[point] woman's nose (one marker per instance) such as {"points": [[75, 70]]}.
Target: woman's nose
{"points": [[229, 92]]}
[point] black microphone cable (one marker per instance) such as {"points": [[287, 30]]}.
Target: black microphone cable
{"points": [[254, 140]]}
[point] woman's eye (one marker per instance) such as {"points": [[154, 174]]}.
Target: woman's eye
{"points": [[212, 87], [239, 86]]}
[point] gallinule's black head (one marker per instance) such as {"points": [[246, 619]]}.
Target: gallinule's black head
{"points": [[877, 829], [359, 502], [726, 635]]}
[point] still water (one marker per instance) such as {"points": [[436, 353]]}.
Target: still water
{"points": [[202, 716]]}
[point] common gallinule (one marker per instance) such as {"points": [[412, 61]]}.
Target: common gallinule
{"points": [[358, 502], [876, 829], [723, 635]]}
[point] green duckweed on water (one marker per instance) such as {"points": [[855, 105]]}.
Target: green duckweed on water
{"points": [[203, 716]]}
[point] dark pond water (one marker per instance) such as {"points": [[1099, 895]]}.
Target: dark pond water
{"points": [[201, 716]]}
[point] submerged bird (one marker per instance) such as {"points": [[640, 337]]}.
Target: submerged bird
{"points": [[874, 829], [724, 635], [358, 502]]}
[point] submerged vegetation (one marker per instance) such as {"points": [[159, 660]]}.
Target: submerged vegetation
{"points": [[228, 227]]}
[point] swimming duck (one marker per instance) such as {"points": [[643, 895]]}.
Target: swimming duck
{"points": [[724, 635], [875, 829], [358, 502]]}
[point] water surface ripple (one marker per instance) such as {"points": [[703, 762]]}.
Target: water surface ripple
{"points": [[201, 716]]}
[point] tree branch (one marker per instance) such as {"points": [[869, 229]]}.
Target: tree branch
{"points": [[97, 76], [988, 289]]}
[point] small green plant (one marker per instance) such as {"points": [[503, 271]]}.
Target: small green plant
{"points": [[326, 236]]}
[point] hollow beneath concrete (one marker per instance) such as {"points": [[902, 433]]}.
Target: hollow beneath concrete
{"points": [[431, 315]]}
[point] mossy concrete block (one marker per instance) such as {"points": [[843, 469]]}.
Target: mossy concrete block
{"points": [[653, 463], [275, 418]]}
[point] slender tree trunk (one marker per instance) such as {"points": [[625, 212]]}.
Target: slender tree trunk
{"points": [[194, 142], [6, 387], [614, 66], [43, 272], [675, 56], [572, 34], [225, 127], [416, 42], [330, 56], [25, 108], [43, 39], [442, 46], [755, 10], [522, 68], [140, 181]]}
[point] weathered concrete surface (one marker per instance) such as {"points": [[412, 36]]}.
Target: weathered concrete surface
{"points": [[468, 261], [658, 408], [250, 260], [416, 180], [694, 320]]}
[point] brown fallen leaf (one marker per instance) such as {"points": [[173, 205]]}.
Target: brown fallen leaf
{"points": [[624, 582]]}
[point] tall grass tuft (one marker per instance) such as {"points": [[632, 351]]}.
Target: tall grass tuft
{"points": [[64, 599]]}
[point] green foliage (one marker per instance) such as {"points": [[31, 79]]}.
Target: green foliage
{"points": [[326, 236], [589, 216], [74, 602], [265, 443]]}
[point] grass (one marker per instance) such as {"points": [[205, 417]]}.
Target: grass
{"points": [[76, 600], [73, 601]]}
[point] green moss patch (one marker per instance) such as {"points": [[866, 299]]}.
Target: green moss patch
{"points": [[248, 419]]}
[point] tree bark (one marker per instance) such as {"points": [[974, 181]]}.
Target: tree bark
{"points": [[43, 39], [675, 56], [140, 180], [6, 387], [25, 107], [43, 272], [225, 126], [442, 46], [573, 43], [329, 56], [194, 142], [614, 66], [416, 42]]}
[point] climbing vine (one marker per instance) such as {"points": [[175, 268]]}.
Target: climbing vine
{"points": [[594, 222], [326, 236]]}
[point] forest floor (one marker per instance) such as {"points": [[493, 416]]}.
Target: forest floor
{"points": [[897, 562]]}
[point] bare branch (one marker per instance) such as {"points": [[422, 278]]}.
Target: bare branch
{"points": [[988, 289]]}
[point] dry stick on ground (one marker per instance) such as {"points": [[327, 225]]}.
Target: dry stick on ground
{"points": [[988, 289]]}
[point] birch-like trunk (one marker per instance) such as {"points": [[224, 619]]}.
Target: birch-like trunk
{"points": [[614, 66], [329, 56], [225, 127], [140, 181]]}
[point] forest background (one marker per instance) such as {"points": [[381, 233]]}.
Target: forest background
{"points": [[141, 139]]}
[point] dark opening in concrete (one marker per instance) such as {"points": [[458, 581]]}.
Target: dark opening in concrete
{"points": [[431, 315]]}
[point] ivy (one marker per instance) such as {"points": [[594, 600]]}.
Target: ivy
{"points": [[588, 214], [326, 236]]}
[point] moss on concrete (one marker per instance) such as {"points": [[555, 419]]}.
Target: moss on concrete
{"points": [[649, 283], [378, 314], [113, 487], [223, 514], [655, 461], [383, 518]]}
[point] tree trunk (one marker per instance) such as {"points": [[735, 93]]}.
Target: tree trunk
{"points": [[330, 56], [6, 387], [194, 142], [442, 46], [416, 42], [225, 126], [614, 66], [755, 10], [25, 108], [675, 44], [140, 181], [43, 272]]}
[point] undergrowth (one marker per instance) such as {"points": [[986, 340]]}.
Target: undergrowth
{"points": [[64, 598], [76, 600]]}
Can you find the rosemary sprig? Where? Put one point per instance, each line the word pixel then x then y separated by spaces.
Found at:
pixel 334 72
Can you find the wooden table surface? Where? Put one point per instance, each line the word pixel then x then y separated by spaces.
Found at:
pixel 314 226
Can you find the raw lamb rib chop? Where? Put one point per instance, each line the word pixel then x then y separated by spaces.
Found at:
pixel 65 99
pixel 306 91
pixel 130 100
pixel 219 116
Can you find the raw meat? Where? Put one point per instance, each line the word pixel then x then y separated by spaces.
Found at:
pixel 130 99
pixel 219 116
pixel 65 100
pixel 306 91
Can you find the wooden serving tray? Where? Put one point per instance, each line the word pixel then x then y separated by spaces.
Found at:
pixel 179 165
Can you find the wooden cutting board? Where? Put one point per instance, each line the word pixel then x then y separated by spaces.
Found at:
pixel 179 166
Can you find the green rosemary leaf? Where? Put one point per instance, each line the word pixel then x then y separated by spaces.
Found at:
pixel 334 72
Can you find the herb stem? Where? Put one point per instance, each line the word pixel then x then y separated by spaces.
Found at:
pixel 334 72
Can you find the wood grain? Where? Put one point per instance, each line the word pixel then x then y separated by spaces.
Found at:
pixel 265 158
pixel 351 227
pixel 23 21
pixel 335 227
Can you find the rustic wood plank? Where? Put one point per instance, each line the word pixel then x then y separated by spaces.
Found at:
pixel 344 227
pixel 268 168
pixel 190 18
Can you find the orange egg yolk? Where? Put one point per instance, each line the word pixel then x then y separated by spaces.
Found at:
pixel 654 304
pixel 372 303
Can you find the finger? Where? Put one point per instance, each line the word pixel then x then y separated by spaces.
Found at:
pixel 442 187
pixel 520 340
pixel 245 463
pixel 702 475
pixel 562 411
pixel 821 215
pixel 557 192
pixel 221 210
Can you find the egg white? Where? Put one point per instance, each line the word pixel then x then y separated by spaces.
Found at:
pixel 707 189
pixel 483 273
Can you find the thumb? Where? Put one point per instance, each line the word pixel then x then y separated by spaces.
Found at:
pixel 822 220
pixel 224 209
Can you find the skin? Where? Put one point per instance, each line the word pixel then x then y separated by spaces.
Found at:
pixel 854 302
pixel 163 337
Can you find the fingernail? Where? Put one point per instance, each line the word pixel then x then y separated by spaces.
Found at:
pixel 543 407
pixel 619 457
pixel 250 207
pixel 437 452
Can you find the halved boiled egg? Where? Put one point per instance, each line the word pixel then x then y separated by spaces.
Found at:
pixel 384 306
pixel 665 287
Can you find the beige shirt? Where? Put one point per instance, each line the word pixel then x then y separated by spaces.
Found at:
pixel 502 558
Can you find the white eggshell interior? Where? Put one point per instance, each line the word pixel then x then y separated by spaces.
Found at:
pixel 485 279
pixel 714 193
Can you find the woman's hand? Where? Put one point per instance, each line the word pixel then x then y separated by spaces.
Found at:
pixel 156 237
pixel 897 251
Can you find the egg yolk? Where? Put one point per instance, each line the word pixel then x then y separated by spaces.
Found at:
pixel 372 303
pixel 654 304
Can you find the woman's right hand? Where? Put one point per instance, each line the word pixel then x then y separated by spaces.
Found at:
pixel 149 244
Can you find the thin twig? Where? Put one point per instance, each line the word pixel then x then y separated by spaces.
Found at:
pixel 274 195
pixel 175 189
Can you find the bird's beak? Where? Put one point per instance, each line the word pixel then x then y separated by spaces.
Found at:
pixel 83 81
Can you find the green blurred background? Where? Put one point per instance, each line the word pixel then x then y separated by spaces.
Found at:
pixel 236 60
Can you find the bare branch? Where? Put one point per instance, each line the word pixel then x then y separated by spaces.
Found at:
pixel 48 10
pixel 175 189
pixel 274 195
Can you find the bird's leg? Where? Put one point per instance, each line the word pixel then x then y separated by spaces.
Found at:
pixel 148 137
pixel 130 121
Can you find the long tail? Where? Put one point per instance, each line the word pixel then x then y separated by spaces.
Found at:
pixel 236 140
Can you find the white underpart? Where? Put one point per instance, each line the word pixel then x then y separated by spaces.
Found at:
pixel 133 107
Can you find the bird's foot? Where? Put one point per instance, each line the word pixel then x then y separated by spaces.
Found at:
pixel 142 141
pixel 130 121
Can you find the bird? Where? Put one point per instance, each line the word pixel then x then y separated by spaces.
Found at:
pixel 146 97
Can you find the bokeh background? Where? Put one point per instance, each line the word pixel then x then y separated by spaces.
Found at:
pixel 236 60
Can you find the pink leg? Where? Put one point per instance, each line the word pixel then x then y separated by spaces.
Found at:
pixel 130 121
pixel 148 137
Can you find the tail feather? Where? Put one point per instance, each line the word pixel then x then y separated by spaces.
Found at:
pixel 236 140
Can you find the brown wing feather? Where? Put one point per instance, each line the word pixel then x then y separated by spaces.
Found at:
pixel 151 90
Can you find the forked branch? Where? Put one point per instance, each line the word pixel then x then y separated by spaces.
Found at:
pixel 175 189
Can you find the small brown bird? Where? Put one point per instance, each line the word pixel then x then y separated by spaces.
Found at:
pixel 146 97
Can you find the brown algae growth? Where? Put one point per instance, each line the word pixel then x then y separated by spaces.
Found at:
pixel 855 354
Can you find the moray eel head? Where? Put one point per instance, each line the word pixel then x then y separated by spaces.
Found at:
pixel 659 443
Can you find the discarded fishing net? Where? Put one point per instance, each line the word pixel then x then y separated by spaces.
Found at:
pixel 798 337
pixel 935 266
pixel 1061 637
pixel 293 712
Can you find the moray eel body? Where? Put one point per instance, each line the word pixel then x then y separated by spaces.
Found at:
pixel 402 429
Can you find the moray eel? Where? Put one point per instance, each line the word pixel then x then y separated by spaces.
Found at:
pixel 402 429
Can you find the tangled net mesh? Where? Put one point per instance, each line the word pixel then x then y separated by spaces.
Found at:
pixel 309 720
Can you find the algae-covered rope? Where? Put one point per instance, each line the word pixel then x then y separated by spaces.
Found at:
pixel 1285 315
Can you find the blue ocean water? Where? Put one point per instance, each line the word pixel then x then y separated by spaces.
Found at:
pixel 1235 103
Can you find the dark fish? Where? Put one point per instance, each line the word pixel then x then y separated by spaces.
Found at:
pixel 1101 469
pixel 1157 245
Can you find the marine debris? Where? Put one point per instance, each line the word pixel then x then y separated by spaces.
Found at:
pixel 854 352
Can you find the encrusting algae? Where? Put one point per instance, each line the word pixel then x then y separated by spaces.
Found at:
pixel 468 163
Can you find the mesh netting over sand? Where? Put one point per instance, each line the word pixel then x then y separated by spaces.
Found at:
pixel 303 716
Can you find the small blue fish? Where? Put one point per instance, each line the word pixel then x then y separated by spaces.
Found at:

● **Your task**:
Looking over the records, find each line with the word "yolk" and copy it.

● **Exercise solution**:
Can you find the orange egg yolk? Where? Put one point per instance, each line the word pixel then x then y separated by spaces.
Can you find the egg yolk? Where? Put one point per instance, each line the word pixel then x then y separated by spaces.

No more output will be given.